:: Excerpted data ::

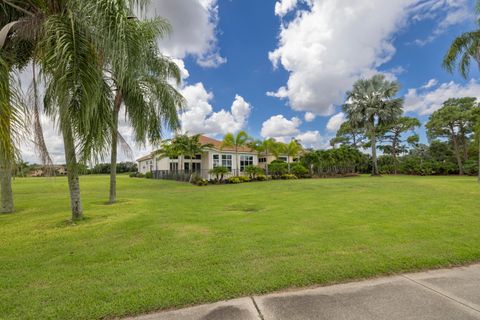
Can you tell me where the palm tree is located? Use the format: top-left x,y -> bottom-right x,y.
0,0 -> 145,220
443,0 -> 480,78
107,19 -> 184,203
284,139 -> 303,173
222,131 -> 250,176
0,55 -> 24,213
0,2 -> 31,213
343,75 -> 403,176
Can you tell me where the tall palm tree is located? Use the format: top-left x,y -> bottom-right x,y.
2,0 -> 145,220
0,2 -> 31,213
443,0 -> 480,78
343,75 -> 403,176
284,139 -> 303,173
0,55 -> 24,213
107,19 -> 184,203
222,131 -> 250,176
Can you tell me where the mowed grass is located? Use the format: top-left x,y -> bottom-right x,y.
0,176 -> 480,319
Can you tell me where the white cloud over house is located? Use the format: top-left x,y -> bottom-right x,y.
267,0 -> 474,115
180,82 -> 252,136
260,115 -> 328,148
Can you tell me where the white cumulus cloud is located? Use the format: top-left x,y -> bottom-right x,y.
147,0 -> 226,67
260,115 -> 328,149
275,0 -> 298,17
327,112 -> 347,132
304,112 -> 317,122
180,82 -> 252,136
267,0 -> 474,115
405,80 -> 480,115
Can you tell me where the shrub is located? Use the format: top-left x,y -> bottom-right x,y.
290,163 -> 308,178
208,167 -> 230,182
190,174 -> 208,186
227,177 -> 242,184
245,166 -> 263,180
268,160 -> 288,179
238,176 -> 251,182
256,174 -> 268,181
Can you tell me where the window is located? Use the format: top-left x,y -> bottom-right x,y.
240,155 -> 253,172
185,154 -> 202,160
184,162 -> 202,172
213,154 -> 220,168
222,154 -> 232,171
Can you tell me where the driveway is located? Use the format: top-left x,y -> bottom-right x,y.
124,264 -> 480,320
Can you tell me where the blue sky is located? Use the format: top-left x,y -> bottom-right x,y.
19,0 -> 480,162
166,0 -> 480,147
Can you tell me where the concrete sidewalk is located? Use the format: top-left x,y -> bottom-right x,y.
125,264 -> 480,320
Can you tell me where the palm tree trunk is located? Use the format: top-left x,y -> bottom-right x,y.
109,90 -> 122,203
265,148 -> 268,178
0,68 -> 13,213
371,129 -> 380,176
235,146 -> 240,177
0,157 -> 14,213
62,123 -> 83,221
392,142 -> 398,174
452,135 -> 463,176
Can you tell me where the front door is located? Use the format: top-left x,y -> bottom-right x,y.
185,162 -> 202,172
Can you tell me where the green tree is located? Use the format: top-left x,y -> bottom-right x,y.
0,1 -> 32,213
343,75 -> 403,175
2,0 -> 152,220
222,131 -> 250,176
107,19 -> 184,203
332,122 -> 365,149
426,98 -> 476,175
472,106 -> 480,183
443,0 -> 480,78
283,139 -> 303,173
381,117 -> 421,174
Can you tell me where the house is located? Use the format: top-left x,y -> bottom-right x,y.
27,165 -> 67,177
137,135 -> 293,179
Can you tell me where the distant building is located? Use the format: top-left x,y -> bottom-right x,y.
137,135 -> 293,179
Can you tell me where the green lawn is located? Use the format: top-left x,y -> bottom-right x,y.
0,176 -> 480,320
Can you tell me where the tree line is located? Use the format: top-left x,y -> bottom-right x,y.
0,0 -> 185,220
330,87 -> 480,179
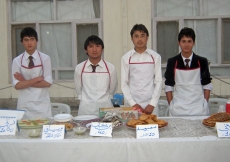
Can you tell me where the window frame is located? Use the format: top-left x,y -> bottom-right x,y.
7,0 -> 103,82
151,0 -> 230,68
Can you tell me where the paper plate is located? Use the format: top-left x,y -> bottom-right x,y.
54,114 -> 73,122
73,115 -> 98,121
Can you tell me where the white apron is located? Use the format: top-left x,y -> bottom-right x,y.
78,60 -> 113,116
17,52 -> 52,118
169,61 -> 209,116
129,55 -> 158,115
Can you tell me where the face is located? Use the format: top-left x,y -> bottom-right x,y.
86,43 -> 103,59
131,31 -> 149,48
178,36 -> 195,55
22,37 -> 37,54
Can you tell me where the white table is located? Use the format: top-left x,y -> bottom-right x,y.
0,117 -> 230,162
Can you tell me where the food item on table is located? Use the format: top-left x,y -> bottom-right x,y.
18,119 -> 49,128
203,112 -> 230,127
127,114 -> 168,128
101,112 -> 123,128
55,122 -> 74,131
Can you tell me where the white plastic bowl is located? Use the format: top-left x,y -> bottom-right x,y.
73,127 -> 86,135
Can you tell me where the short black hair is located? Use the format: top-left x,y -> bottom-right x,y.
84,35 -> 104,50
178,27 -> 196,42
20,27 -> 38,42
130,24 -> 149,37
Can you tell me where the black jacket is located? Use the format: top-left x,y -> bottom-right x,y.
165,53 -> 212,86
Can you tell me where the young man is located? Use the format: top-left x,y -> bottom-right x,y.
74,35 -> 117,116
165,28 -> 212,116
121,24 -> 162,114
12,27 -> 53,118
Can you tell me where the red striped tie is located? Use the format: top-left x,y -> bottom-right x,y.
185,59 -> 190,69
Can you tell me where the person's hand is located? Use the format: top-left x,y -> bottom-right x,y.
133,104 -> 144,112
144,105 -> 154,114
14,72 -> 25,81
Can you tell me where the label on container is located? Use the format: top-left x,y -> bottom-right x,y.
216,122 -> 230,137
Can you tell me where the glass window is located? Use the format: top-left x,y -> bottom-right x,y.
11,0 -> 53,22
40,23 -> 72,67
57,0 -> 96,20
202,0 -> 230,16
222,18 -> 230,64
152,0 -> 230,76
154,0 -> 199,17
8,0 -> 102,80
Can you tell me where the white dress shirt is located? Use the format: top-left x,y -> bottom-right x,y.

:: To be done ::
Report each line of the data above that contains the word "black". Case counts.

:: Exercise output ::
Can you tell me where the short black hair is located? Use the format: top-left x,y -> bottom-right x,y.
Can you tell me where the black jacket is located? Use the format: top-left x,y -> bottom-right x,y.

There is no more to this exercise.